--- BEGIN Entries ---

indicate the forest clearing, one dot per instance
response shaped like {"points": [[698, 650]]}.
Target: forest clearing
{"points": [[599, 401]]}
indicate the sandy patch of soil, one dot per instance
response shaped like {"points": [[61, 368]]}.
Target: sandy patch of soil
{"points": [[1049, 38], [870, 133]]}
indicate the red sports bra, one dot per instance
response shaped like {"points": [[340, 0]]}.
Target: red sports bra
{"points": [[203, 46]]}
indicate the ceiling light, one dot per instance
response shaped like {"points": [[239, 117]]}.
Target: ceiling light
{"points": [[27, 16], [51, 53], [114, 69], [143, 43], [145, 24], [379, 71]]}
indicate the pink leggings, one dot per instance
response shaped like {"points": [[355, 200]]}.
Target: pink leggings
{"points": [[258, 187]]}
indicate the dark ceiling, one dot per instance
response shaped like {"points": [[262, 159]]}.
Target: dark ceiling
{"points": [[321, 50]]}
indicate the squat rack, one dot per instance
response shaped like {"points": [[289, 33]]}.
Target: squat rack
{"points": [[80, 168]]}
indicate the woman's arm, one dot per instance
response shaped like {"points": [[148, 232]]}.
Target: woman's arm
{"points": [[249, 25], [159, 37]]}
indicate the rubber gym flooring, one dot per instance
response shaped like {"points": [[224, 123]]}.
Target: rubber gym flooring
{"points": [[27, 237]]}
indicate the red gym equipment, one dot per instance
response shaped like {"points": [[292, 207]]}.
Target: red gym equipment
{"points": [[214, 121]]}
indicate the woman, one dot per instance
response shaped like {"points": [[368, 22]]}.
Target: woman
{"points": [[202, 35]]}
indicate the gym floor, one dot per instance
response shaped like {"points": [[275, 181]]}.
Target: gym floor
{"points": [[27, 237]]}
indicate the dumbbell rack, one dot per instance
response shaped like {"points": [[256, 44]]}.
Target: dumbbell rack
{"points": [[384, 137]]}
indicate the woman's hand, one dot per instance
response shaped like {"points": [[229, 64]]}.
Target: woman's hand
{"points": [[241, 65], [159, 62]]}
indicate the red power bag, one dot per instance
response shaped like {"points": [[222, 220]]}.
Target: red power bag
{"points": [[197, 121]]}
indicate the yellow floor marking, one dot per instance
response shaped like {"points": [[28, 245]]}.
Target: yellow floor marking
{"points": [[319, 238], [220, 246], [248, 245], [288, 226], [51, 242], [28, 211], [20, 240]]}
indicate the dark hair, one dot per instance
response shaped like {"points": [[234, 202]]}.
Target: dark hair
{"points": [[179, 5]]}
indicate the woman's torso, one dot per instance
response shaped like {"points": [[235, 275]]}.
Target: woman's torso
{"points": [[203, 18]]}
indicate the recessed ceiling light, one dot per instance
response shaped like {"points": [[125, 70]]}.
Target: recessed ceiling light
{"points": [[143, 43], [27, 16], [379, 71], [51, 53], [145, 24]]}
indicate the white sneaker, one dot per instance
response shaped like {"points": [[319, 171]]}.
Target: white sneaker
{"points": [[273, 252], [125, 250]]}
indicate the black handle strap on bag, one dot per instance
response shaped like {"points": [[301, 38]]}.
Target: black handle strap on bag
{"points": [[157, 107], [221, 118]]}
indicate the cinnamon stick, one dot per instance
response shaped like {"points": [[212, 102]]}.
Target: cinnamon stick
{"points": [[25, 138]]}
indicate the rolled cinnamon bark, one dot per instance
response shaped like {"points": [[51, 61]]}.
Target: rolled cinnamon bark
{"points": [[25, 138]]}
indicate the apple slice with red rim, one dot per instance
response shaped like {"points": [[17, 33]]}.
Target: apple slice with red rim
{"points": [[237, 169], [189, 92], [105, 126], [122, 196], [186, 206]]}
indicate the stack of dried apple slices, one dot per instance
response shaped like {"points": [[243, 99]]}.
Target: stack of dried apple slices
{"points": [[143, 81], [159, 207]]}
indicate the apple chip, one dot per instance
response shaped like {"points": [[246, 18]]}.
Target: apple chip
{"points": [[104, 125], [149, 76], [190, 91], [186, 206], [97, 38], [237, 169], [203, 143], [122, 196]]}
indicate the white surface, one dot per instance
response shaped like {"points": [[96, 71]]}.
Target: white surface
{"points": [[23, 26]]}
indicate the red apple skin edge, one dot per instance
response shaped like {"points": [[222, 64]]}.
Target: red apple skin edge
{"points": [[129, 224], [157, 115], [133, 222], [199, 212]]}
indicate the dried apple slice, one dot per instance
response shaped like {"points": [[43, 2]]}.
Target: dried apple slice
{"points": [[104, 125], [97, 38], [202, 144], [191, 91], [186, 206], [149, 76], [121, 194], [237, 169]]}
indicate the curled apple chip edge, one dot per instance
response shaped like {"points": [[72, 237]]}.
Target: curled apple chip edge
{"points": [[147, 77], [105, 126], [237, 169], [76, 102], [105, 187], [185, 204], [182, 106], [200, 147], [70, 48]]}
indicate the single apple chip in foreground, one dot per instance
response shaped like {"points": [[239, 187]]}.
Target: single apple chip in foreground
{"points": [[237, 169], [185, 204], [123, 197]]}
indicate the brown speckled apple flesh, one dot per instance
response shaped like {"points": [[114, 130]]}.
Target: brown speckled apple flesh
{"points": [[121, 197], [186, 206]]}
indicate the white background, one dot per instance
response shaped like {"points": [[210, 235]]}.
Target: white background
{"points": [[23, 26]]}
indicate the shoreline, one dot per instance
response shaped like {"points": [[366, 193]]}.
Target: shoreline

--- END Entries ---

#### [Exercise prompt]
Reproduce every entry shown above, precisely as it stands.

#### [Task solution]
indicate the forest clearing, one dot per instance
response shaped like {"points": [[698, 650]]}.
Target: forest clearing
{"points": [[599, 401]]}
indicate the sandy patch of soil, one dot per instance
response shaped like {"points": [[61, 368]]}.
Target: sandy patch of soil
{"points": [[1049, 38], [870, 133]]}
indicate the red sports bra, one dot per instance
response shaped like {"points": [[340, 0]]}.
Target: red sports bra
{"points": [[203, 46]]}
indicate the ceiling light, one dot per instance
response shaped like {"points": [[239, 117]]}.
Target: ceiling light
{"points": [[27, 16], [51, 53], [114, 69], [143, 43], [145, 24], [379, 71]]}
indicate the pink leggings, one dot per instance
response shaped like {"points": [[355, 200]]}.
Target: pink leggings
{"points": [[258, 187]]}
indicate the dark ceiling, one dot per instance
response shaped like {"points": [[262, 159]]}.
Target: dark ceiling
{"points": [[321, 50]]}
indicate the squat rack, one dot per instance
response shaped like {"points": [[289, 33]]}.
Target: squat rack
{"points": [[80, 168]]}
indicate the woman's arm, one dot per instance
response shaped like {"points": [[148, 232]]}.
Target: woman's arm
{"points": [[249, 25], [159, 37]]}
indicate the rubber gym flooring, one dot per instance
response shaped like {"points": [[224, 123]]}.
Target: rubber gym flooring
{"points": [[27, 237]]}
indicate the red gym equipment, one dot per instance
response shaped like {"points": [[292, 207]]}.
Target: red gym equipment
{"points": [[214, 121]]}
indicate the woman, one dot per instance
response shaped like {"points": [[368, 22]]}.
Target: woman
{"points": [[202, 35]]}
indicate the gym floor, one dot per instance
response shaped like {"points": [[275, 181]]}.
Target: gym floor
{"points": [[27, 237]]}
indicate the dumbbell rack, one dot per instance
response shaped like {"points": [[256, 44]]}.
Target: dumbbell rack
{"points": [[384, 137]]}
indicate the woman's hand, one dot per instance
response shaped like {"points": [[229, 64]]}.
Target: woman's hand
{"points": [[241, 65], [159, 62]]}
indicate the red power bag, one dot per instance
response shaped like {"points": [[222, 220]]}.
Target: red power bag
{"points": [[197, 121]]}
indicate the yellow floor marking, one dot per instance
response shaped like {"points": [[28, 245]]}.
Target: yellow floor marking
{"points": [[319, 238], [220, 246], [248, 245], [288, 226], [51, 242], [28, 211], [20, 240]]}
indicate the dark hair, one dot per instance
response shaped like {"points": [[234, 202]]}.
Target: dark hair
{"points": [[179, 5]]}
indicate the woman's torso, one dot per instance
response shaped like {"points": [[235, 275]]}.
Target: woman's torso
{"points": [[203, 18]]}
indicate the recessed ceiling light, one dot per instance
response shaped like {"points": [[125, 70]]}.
Target: recessed ceiling light
{"points": [[143, 43], [27, 16], [379, 71], [51, 53], [145, 24]]}
indicate the white sneaker, one dot per instance
response shaped like {"points": [[319, 171]]}.
Target: white sneaker
{"points": [[273, 252], [125, 250]]}
indicate the black handle strap on bag, one dot per instance
response shaped like {"points": [[301, 38]]}.
Target: black handle strap on bag
{"points": [[157, 107], [221, 118]]}
indicate the cinnamon stick, one dot per instance
response shaped like {"points": [[212, 102]]}.
Target: cinnamon stick
{"points": [[25, 138]]}
indicate the rolled cinnamon bark, one dot per instance
response shaped like {"points": [[51, 61]]}.
Target: rolled cinnamon bark
{"points": [[25, 138]]}
indicate the apple slice with red rim, one dot per instance
response shaped like {"points": [[17, 33]]}.
Target: apple slice with red rim
{"points": [[237, 169], [189, 92], [105, 126], [122, 196], [186, 206]]}
indicate the stack of dried apple slices, one dot per instance
response shaped like {"points": [[243, 99]]}.
Target: stack of dried apple slices
{"points": [[143, 81], [159, 207]]}
indicate the apple chip, one dot per instance
response shaped like {"points": [[246, 18]]}.
Target: apple chip
{"points": [[104, 125], [149, 76], [190, 91], [186, 206], [97, 38], [237, 169], [203, 143], [122, 196]]}
indicate the white surface, one dot per instance
response shaped like {"points": [[96, 71]]}.
Target: white surface
{"points": [[23, 26]]}
indicate the red apple skin edge, one dot per instance
response shaped like {"points": [[222, 64]]}.
Target: red apple skin edge
{"points": [[129, 224], [157, 115], [133, 222], [199, 212]]}
indicate the dried apple slice, one dot per instance
response shaped like {"points": [[43, 2]]}.
Target: dried apple slice
{"points": [[104, 125], [97, 38], [202, 144], [191, 91], [186, 206], [149, 76], [121, 194], [237, 169]]}
indicate the curled apple chip edge, one dot per instance
response shaped like {"points": [[72, 237]]}.
Target: curled apple chip edge
{"points": [[147, 77], [105, 126], [237, 169], [76, 102], [105, 187], [185, 204], [182, 106], [200, 147], [70, 48]]}
indicate the single apple chip in foreground, one dot per instance
response shaped like {"points": [[239, 187]]}.
Target: single apple chip in foreground
{"points": [[237, 169], [185, 204], [123, 197]]}
indicate the brown speckled apple flesh, one dot per instance
response shaped like {"points": [[114, 130]]}.
Target: brown speckled apple flesh
{"points": [[121, 197], [186, 206]]}
indicate the white background, one dot per instance
response shaped like {"points": [[210, 235]]}.
Target: white background
{"points": [[23, 26]]}
indicate the shoreline, one dot per instance
response shaped like {"points": [[366, 193]]}.
Target: shoreline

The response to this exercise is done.